Edit the records from the line containing "--target rectangular doorway" through the end, changing "separate parts" to "disjoint parts" wherever it occurs and leaving everything else as it is. Return only those lines.

— Begin AVAILABLE RECORDS —

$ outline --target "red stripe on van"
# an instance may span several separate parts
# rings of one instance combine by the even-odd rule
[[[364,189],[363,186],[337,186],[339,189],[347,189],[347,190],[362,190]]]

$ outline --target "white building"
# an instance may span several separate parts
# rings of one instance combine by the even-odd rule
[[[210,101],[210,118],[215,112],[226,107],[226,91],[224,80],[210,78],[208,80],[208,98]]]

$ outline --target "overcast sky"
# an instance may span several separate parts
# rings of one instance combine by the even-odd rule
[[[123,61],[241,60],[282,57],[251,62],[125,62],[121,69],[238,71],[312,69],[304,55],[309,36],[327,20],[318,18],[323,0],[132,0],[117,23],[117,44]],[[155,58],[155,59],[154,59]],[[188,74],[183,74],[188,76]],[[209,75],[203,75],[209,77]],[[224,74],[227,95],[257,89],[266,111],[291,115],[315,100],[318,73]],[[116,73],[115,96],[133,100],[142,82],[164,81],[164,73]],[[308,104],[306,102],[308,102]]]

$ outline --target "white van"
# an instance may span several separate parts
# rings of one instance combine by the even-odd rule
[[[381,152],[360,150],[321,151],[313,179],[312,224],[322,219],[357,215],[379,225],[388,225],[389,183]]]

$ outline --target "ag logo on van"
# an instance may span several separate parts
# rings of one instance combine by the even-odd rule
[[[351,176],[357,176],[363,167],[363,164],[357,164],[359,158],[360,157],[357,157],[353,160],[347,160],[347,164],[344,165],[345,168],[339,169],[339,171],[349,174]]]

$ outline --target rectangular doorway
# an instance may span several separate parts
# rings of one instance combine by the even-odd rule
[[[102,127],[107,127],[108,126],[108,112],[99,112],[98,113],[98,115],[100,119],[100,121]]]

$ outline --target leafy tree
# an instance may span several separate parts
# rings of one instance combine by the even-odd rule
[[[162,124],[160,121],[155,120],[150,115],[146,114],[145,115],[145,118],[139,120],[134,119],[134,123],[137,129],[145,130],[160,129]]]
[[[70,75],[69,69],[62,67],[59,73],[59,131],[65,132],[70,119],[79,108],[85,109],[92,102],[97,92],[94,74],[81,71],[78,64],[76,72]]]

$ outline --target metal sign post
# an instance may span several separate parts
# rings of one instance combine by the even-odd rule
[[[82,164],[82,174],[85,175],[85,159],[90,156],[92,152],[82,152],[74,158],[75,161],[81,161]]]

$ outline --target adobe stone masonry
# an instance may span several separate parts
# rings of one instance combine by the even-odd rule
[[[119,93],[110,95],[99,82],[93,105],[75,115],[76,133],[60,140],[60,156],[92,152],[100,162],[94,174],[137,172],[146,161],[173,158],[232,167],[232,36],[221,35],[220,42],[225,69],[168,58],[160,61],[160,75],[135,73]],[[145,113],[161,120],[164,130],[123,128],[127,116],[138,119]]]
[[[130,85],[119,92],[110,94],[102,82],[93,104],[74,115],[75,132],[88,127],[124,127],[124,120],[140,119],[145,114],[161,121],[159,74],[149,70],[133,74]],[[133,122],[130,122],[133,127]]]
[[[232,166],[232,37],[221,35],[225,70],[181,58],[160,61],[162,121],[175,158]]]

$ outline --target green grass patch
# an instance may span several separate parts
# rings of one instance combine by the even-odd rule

— End AVAILABLE RECORDS —

_TASK RESPONSE:_
$ outline --target rectangular doorway
# an instance may span several disjoint parts
# rings of one instance combine by the even-odd rule
[[[102,127],[107,127],[108,126],[108,112],[99,112],[98,113],[98,115],[100,119],[100,121]]]

$ outline --target leafy tree
# an instance may span several disjoint parts
# rings of one instance combine by the even-odd rule
[[[162,124],[160,121],[155,120],[150,115],[146,114],[145,115],[145,118],[139,120],[134,119],[134,123],[137,129],[145,130],[160,129]]]
[[[70,75],[69,69],[62,67],[59,73],[59,131],[65,132],[70,119],[79,108],[85,109],[92,102],[97,92],[94,74],[81,71],[78,64],[76,72]]]

$ outline --target metal sign post
# an instance may span several disjoint parts
# rings of one instance combine by the even-odd rule
[[[82,164],[82,174],[85,175],[85,159],[90,156],[92,152],[82,152],[74,158],[75,161],[81,161]]]

$ outline --target adobe stone masonry
# an instance may span several disjoint parts
# rings of one instance combine by the even-odd rule
[[[119,93],[110,95],[99,82],[93,105],[75,115],[76,133],[60,140],[60,156],[92,152],[100,162],[94,174],[137,172],[146,161],[173,158],[232,167],[232,36],[221,35],[220,42],[225,69],[168,58],[160,61],[160,75],[135,73]],[[145,113],[161,120],[164,130],[123,128],[127,116],[138,119]]]
[[[130,85],[119,92],[110,94],[102,82],[93,104],[74,115],[75,132],[88,127],[124,127],[124,120],[140,119],[145,114],[161,121],[159,74],[149,70],[133,74]],[[133,122],[130,122],[133,127]]]
[[[232,166],[232,37],[221,35],[225,70],[181,58],[160,61],[162,121],[175,158]]]

$ outline --target green grass patch
# an instance may span several disjoint parts
# rings of one instance combine by the even-odd rule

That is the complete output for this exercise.